◆ **ABOUT THIS EXERCISE**
Copy each entry as written.

(Saved entries)

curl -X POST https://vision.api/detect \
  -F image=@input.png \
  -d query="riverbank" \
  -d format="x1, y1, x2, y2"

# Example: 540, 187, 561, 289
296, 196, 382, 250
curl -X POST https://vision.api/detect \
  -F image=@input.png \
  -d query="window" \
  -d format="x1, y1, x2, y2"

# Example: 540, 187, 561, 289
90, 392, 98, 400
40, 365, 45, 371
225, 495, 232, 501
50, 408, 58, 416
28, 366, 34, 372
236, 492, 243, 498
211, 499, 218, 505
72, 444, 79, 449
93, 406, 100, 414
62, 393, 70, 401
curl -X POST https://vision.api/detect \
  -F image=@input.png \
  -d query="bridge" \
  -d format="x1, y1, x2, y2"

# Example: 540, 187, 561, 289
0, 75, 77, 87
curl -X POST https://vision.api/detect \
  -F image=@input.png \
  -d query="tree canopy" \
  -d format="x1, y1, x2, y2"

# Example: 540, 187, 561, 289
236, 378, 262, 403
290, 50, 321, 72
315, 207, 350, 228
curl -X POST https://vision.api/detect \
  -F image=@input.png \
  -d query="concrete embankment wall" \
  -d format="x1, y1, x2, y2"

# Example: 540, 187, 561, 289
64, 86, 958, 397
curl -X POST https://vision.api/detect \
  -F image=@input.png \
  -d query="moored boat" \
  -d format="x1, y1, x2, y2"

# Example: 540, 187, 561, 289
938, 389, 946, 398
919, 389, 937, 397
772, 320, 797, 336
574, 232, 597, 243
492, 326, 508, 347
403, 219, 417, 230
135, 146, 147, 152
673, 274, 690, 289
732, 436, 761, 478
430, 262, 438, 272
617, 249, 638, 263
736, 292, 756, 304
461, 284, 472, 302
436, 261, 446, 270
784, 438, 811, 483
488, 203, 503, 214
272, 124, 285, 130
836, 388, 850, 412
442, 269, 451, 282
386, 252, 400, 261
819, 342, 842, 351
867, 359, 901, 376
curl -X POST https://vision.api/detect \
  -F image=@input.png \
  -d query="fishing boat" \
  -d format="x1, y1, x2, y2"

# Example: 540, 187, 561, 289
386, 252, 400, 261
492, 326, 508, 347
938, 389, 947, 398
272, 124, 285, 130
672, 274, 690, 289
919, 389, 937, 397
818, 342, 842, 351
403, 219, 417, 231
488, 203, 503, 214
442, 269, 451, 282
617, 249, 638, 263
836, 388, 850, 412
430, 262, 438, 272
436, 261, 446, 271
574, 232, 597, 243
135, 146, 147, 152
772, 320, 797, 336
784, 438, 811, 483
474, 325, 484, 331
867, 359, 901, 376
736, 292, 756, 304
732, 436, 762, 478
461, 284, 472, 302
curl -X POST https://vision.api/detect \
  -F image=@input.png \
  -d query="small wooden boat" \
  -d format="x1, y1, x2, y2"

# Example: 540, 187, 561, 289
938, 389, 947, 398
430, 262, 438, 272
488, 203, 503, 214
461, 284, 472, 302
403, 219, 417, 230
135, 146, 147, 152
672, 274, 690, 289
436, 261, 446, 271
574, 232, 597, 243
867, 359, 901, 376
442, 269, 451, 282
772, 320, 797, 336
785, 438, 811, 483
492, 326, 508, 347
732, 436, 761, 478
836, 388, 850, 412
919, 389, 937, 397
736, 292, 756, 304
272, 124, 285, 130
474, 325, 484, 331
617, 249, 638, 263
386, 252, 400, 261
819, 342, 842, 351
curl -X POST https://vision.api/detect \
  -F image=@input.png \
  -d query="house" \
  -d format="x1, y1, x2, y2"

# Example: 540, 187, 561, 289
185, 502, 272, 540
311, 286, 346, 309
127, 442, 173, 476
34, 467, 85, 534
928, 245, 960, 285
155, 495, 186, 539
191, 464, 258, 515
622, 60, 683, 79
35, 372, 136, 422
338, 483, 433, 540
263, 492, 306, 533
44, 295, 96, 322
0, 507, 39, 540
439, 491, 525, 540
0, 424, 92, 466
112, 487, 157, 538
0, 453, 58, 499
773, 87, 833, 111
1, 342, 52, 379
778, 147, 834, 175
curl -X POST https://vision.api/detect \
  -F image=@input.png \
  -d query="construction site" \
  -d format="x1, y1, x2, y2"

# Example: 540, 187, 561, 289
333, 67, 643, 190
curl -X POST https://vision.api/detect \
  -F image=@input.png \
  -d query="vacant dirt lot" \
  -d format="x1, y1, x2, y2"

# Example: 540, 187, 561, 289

◆ **WRITTEN SOLUTION**
curl -X POST https://vision.api/detect \
  -F image=@input.png \
  -d query="riverbank" \
  -d format="x1, y1, x2, y2"

# Example: 540, 187, 561, 289
296, 196, 382, 250
curl -X POST https://vision.api/detect \
  -F image=@input.png \
  -d query="window" \
  -d format="x1, y1, x2, y2"

# Example: 540, 187, 561, 289
90, 392, 98, 400
40, 365, 45, 371
225, 495, 232, 501
50, 408, 58, 416
28, 366, 34, 372
236, 492, 243, 498
211, 499, 218, 505
72, 444, 79, 449
93, 406, 100, 414
62, 393, 70, 401
curl -X POST https://vision.api/detect \
  -F image=@input.png \
  -d query="bridge" \
  -d format="x1, y1, x2, y2"

# Example: 540, 187, 561, 289
0, 75, 77, 87
curl -X POST https://vision.api/detect \
  -F image=@input.png \
  -d query="tree canopy" \
  -d format="x1, y1, x2, y2"

# Example: 540, 187, 561, 289
236, 378, 262, 403
290, 50, 321, 72
315, 207, 350, 228
curl -X POST https://vision.api/detect \
  -F image=@input.png \
  -d query="concrete embankment wall" \
  -d format="x1, y1, x2, y2"

# Example: 540, 187, 561, 289
64, 86, 958, 397
curl -X POST https://vision.api/detect \
  -F image=@input.png \
  -d query="moored boat" \
  -d format="x1, y1, x2, y2"

# Example: 540, 187, 561, 289
938, 389, 946, 398
919, 389, 937, 397
772, 320, 797, 336
574, 232, 597, 243
492, 326, 508, 347
403, 219, 417, 230
135, 146, 147, 152
673, 274, 690, 289
732, 436, 761, 478
430, 262, 438, 272
617, 249, 638, 263
736, 292, 756, 304
461, 284, 472, 302
436, 261, 446, 270
784, 438, 811, 483
488, 203, 503, 214
272, 124, 285, 130
836, 388, 850, 412
442, 269, 451, 282
386, 252, 400, 261
819, 342, 842, 351
867, 359, 901, 376
curl -X POST https://vision.api/detect \
  -F image=@input.png \
  -d query="fishing boat" \
  -d format="x1, y1, x2, y2"

# Example: 540, 187, 561, 289
386, 252, 400, 261
492, 326, 508, 347
938, 389, 947, 398
272, 124, 285, 130
672, 274, 690, 289
919, 389, 937, 397
818, 342, 842, 351
403, 219, 417, 231
488, 203, 503, 214
442, 269, 451, 282
617, 249, 638, 263
836, 388, 850, 412
430, 262, 438, 272
436, 261, 446, 271
574, 232, 597, 243
135, 146, 147, 152
772, 320, 797, 336
784, 438, 811, 483
474, 325, 484, 331
867, 359, 901, 376
736, 292, 756, 304
732, 436, 762, 478
461, 284, 472, 302
curl -X POST https://vision.api/detect \
  -F image=@input.png \
  -d query="small wooden boat" \
  -d format="x1, y1, x2, y2"

# Example: 540, 187, 561, 289
938, 389, 947, 398
430, 262, 438, 272
488, 203, 503, 214
461, 284, 472, 302
403, 219, 417, 230
135, 146, 147, 152
672, 274, 690, 289
436, 261, 446, 271
574, 232, 597, 243
867, 359, 901, 376
442, 269, 451, 282
772, 320, 797, 336
785, 438, 811, 483
492, 326, 508, 347
732, 436, 761, 478
836, 388, 850, 412
919, 389, 937, 397
736, 292, 756, 304
272, 124, 285, 130
474, 325, 484, 331
617, 249, 638, 263
386, 252, 400, 261
819, 342, 842, 351
curl -X POST https://vision.api/detect \
  -F image=@input.png \
  -d query="house" \
  -d format="x1, y1, x2, y2"

# Example: 540, 187, 561, 289
185, 502, 272, 540
311, 286, 346, 309
127, 442, 173, 476
34, 467, 85, 534
928, 245, 960, 285
155, 495, 186, 539
191, 464, 258, 515
622, 60, 683, 79
35, 372, 136, 422
338, 483, 433, 540
263, 492, 306, 533
44, 295, 96, 322
0, 507, 39, 540
439, 491, 525, 540
0, 424, 92, 466
112, 487, 157, 538
0, 453, 58, 499
773, 87, 833, 111
1, 342, 52, 379
778, 147, 834, 175
curl -X POST https://vision.api/detect \
  -F image=@input.png \
  -d query="construction site" \
  -d format="x1, y1, x2, y2"

# Example: 540, 187, 561, 289
333, 67, 643, 190
curl -X POST https://vision.api/detect \
  -F image=@input.png \
  -d query="vacant dirt lot" \
  -d format="x1, y1, x2, y2"

# Example: 540, 187, 561, 289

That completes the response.